- [SELECTED TEXT]:
_ _ _ _ _
# Has anybody tried a paper plate for a weed guard?



## Chessieman (Dec 8, 2009)

It occured to my while wasting my time up in the blind (localized EHD) that these would fuction in a couple different ways. If you drilled a 1/2 hole in the center and a series of small holes around the center, you would have a lot less hassle then weed guard fiber. You would cut a slice to the center hole for placing around the tree or cutting. By placing the cone on the paper plate up the water will flow to the center at least for the first year until the plate starts to rot. It should last for a couple of years as a weed guard. I would also use a couple on nails to hold it in place for the wind. I always nail the pines anyway for the trace minerals (old xmas tree farmer trick). Anybody try this?


----------



## METTLEFISH (Jan 31, 2009)

Spray with furniture wax and they'll last longer....they work great!


----------



## PerchOnly (Oct 24, 2007)

I have been using newspapers around my garden plants successfully for the last few years in keeping the weeks down. Your idea just added to my arsenol against weeds. 

Thanks.


----------



## WoW. (Aug 11, 2011)

I don't use paper plates but I have some old buffer pad backers or some such thing that I have been using for years for assorted purposes (trees and maters).

They work just fine if they don't blow away.


----------



## answerguy8 (Oct 15, 2001)

scrap carpet can be used too


----------



## buckwacker 48097 (Nov 11, 2010)

I found one of those $200 POOLS THAT WAS SCRAPPED and am going to start cutting sections off it to use around my trees. Old pool liners I believe are overlooked as a recyclable for just such a purpose. If they work I will talk to my local installer of pools and get some older replaced liners to use. No reason to think they would not work???


----------



## JimP (Feb 8, 2002)

Aluminum pie tins from store bought pies work a long time.


----------
_ _ _ _ _
- [Records from a collection]:

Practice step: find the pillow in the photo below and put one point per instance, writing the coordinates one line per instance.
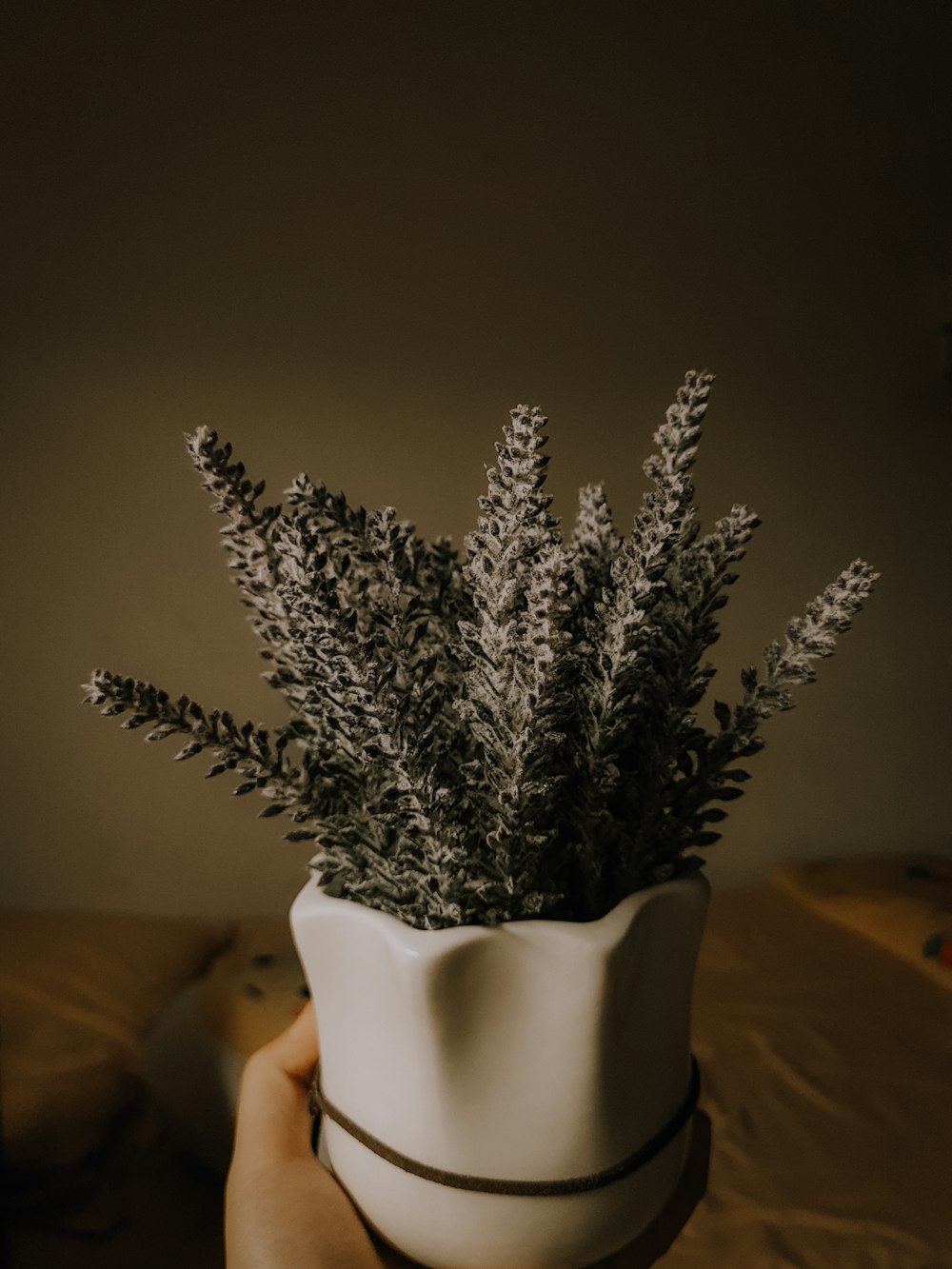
(78, 993)
(902, 902)
(198, 1047)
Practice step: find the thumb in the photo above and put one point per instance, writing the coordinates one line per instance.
(273, 1120)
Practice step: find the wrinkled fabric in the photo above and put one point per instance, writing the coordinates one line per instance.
(826, 1070)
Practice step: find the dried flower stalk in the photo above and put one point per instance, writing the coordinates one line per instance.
(506, 738)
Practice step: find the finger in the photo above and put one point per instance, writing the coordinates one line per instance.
(273, 1123)
(296, 1050)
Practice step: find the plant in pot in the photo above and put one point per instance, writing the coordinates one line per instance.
(501, 769)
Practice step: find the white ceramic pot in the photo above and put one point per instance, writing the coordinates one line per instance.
(535, 1051)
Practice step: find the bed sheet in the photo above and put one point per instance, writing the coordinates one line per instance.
(826, 1070)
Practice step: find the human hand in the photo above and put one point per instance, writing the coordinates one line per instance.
(282, 1208)
(285, 1211)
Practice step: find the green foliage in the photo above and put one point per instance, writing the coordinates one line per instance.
(508, 736)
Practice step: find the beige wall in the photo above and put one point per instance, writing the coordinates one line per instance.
(350, 244)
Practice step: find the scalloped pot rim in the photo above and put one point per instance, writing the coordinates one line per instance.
(594, 936)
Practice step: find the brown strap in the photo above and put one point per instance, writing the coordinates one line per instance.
(487, 1185)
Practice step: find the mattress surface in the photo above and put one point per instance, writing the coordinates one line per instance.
(826, 1070)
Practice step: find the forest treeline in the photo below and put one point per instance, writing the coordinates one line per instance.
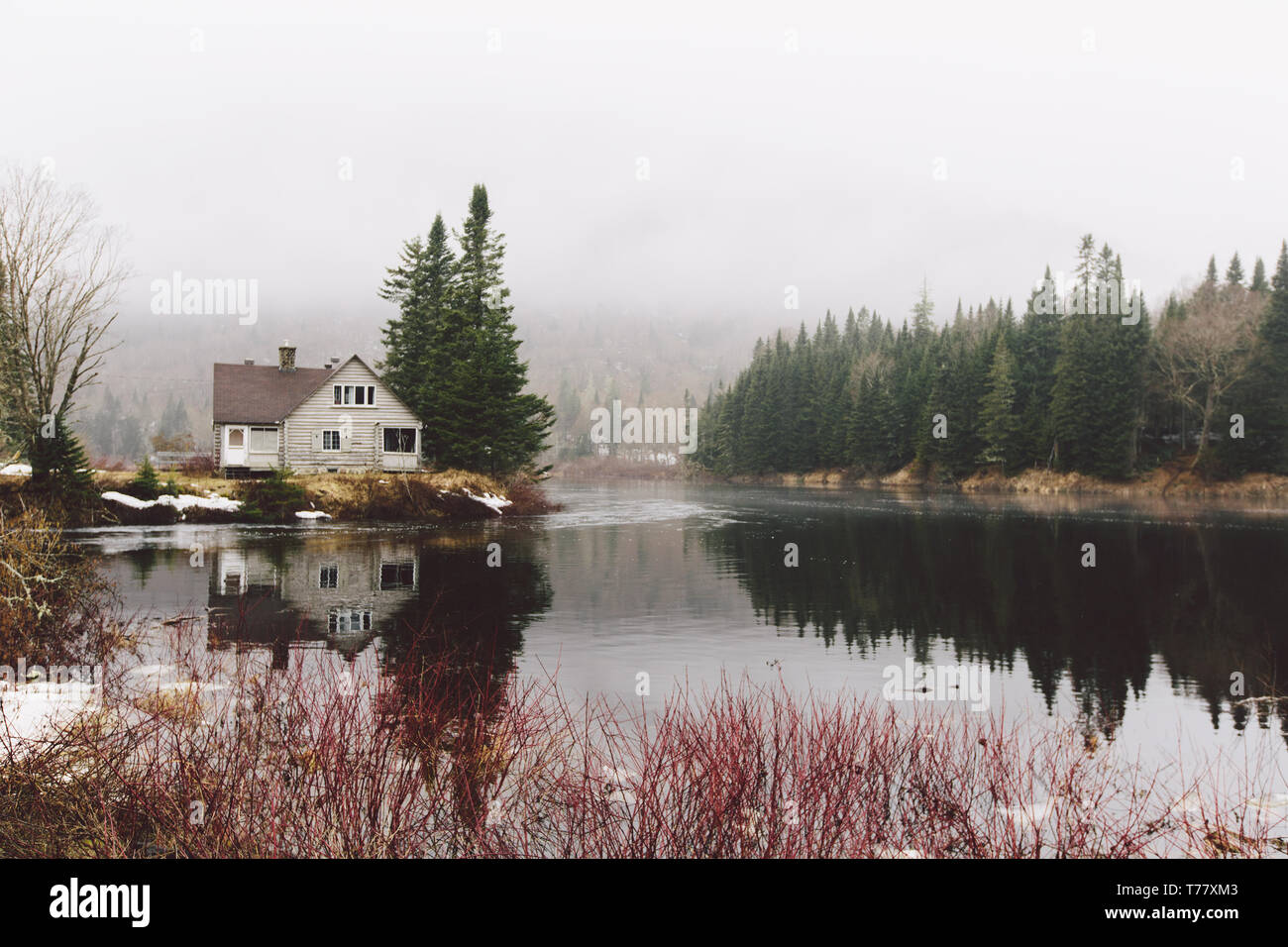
(1083, 380)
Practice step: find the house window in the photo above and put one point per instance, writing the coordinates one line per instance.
(399, 440)
(353, 394)
(263, 440)
(340, 620)
(397, 575)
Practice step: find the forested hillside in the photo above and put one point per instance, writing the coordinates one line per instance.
(1082, 381)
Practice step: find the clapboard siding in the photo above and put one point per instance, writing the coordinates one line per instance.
(364, 446)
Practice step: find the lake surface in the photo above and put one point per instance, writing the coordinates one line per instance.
(691, 581)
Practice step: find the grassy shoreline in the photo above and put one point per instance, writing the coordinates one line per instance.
(1167, 480)
(424, 497)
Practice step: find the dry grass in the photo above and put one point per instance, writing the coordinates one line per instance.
(438, 758)
(375, 495)
(53, 603)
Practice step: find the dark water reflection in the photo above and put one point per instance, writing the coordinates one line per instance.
(688, 581)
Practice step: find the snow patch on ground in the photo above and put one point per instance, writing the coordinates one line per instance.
(494, 502)
(184, 501)
(37, 711)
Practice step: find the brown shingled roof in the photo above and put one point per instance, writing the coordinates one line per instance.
(263, 393)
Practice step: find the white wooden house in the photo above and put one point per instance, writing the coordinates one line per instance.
(336, 418)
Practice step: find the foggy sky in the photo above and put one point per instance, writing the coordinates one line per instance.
(768, 167)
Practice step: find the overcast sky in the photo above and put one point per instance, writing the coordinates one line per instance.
(848, 150)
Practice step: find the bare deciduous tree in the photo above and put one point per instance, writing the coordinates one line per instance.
(1205, 352)
(60, 275)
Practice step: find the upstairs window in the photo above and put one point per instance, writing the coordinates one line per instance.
(364, 395)
(398, 575)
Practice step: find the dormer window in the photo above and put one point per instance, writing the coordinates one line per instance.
(362, 395)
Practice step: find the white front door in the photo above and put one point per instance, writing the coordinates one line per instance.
(235, 446)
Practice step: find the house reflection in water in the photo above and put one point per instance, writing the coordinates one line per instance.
(340, 594)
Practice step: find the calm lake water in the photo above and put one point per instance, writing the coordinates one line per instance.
(684, 582)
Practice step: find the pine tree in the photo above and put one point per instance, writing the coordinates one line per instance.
(1234, 272)
(452, 354)
(421, 286)
(1258, 277)
(997, 408)
(1267, 421)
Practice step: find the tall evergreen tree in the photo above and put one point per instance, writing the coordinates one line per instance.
(415, 359)
(452, 352)
(1267, 423)
(1258, 277)
(1234, 272)
(1000, 421)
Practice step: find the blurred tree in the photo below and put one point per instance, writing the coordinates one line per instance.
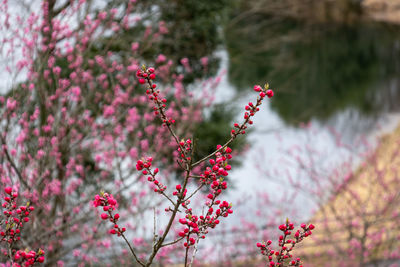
(318, 69)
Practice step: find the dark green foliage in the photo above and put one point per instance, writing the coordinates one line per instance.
(316, 69)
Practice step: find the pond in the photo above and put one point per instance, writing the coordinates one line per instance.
(343, 80)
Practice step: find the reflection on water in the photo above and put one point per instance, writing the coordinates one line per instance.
(318, 70)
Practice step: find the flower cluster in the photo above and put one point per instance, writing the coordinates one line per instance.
(109, 204)
(219, 166)
(144, 166)
(196, 227)
(251, 109)
(14, 219)
(283, 256)
(213, 176)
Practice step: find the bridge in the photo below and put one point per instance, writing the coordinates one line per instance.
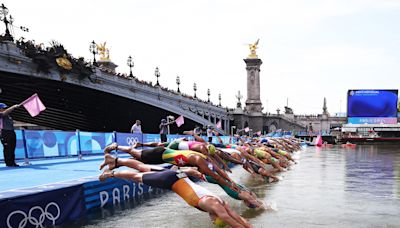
(89, 97)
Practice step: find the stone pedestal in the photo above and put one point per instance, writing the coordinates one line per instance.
(107, 65)
(253, 102)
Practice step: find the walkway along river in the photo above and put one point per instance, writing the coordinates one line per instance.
(332, 187)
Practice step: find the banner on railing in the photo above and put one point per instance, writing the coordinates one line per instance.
(128, 139)
(51, 143)
(94, 142)
(45, 209)
(40, 143)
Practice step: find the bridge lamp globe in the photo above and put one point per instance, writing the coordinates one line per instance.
(157, 74)
(178, 82)
(93, 50)
(130, 64)
(195, 89)
(3, 17)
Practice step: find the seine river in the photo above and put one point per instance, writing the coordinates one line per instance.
(333, 187)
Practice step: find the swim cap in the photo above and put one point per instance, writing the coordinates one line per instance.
(211, 149)
(219, 222)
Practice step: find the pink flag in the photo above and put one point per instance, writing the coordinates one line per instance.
(33, 105)
(319, 140)
(219, 124)
(179, 121)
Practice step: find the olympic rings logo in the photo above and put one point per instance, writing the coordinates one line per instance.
(38, 222)
(131, 140)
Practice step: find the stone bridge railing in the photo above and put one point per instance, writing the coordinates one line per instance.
(13, 60)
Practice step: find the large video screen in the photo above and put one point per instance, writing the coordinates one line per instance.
(372, 106)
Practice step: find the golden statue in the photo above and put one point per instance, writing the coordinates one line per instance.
(253, 47)
(103, 51)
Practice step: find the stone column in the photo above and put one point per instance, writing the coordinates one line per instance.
(253, 102)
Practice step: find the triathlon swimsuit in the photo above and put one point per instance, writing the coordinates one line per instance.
(159, 155)
(188, 145)
(178, 157)
(180, 184)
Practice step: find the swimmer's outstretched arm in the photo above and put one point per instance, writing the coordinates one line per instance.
(203, 168)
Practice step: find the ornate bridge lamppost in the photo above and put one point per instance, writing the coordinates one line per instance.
(195, 89)
(178, 82)
(157, 74)
(94, 51)
(130, 65)
(9, 20)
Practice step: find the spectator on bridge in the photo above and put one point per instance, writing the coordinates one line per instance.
(7, 134)
(209, 133)
(197, 130)
(137, 127)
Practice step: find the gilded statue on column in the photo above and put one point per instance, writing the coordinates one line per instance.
(253, 47)
(103, 51)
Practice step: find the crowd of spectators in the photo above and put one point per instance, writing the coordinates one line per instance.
(30, 48)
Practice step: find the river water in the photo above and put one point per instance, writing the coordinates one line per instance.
(332, 187)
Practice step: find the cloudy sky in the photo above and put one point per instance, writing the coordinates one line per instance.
(310, 49)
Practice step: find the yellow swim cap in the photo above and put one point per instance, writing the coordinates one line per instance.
(211, 149)
(219, 223)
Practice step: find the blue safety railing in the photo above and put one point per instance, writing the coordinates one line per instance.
(33, 144)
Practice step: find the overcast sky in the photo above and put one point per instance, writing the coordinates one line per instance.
(310, 49)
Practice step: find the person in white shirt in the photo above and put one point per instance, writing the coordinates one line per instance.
(137, 128)
(209, 133)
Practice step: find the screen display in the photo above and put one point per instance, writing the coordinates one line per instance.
(372, 103)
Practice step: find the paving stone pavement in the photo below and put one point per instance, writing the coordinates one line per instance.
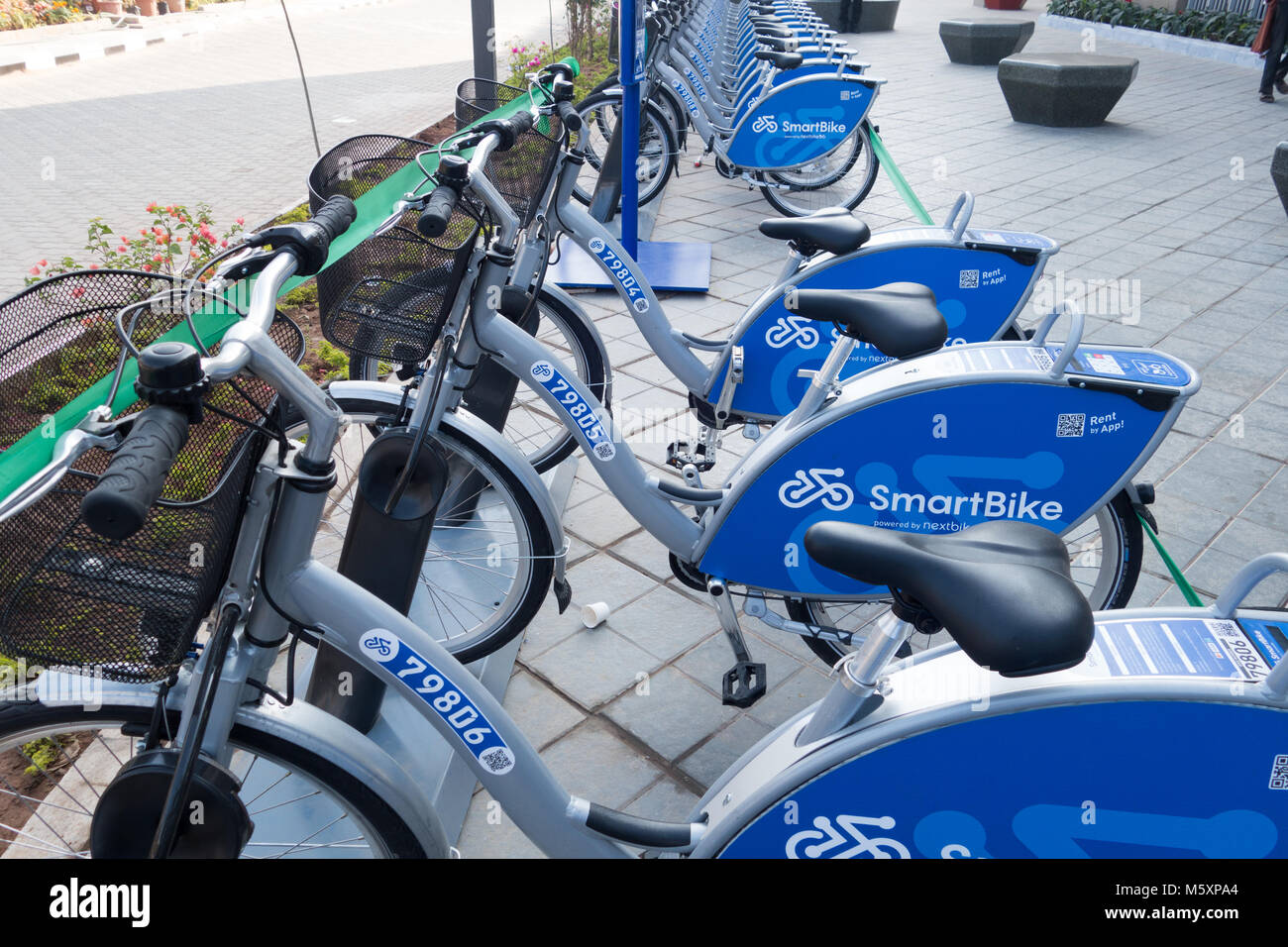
(1189, 218)
(220, 116)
_ _ _ _ _
- [REQUIRED WORK]:
• 1. Answer these questions from the weed guard thread:
(a) What size hole does Chessieman suggest drilling in the center of the paper plate?
(b) What does METTLEFISH recommend spraying the plates with?
(c) What does JimP say works a long time?
• 2. Can you turn the paragraph in the weed guard thread beginning "I found one of those $200 POOLS" into a short bulleted list that keeps its main facts?

- [ANSWERS FOR THE EXERCISE]:
• 1.
(a) A 1/2 hole.
(b) Furniture wax.
(c) Aluminum pie tins from store-bought pies.

• 2.
- A scrapped $200 pool was found, and sections will be cut from it to use around trees.
- Old pool liners are believed to be an overlooked recyclable for this purpose.
- If they work, a local pool installer will be asked for older replaced liners.
- There seems to be no reason they would not work.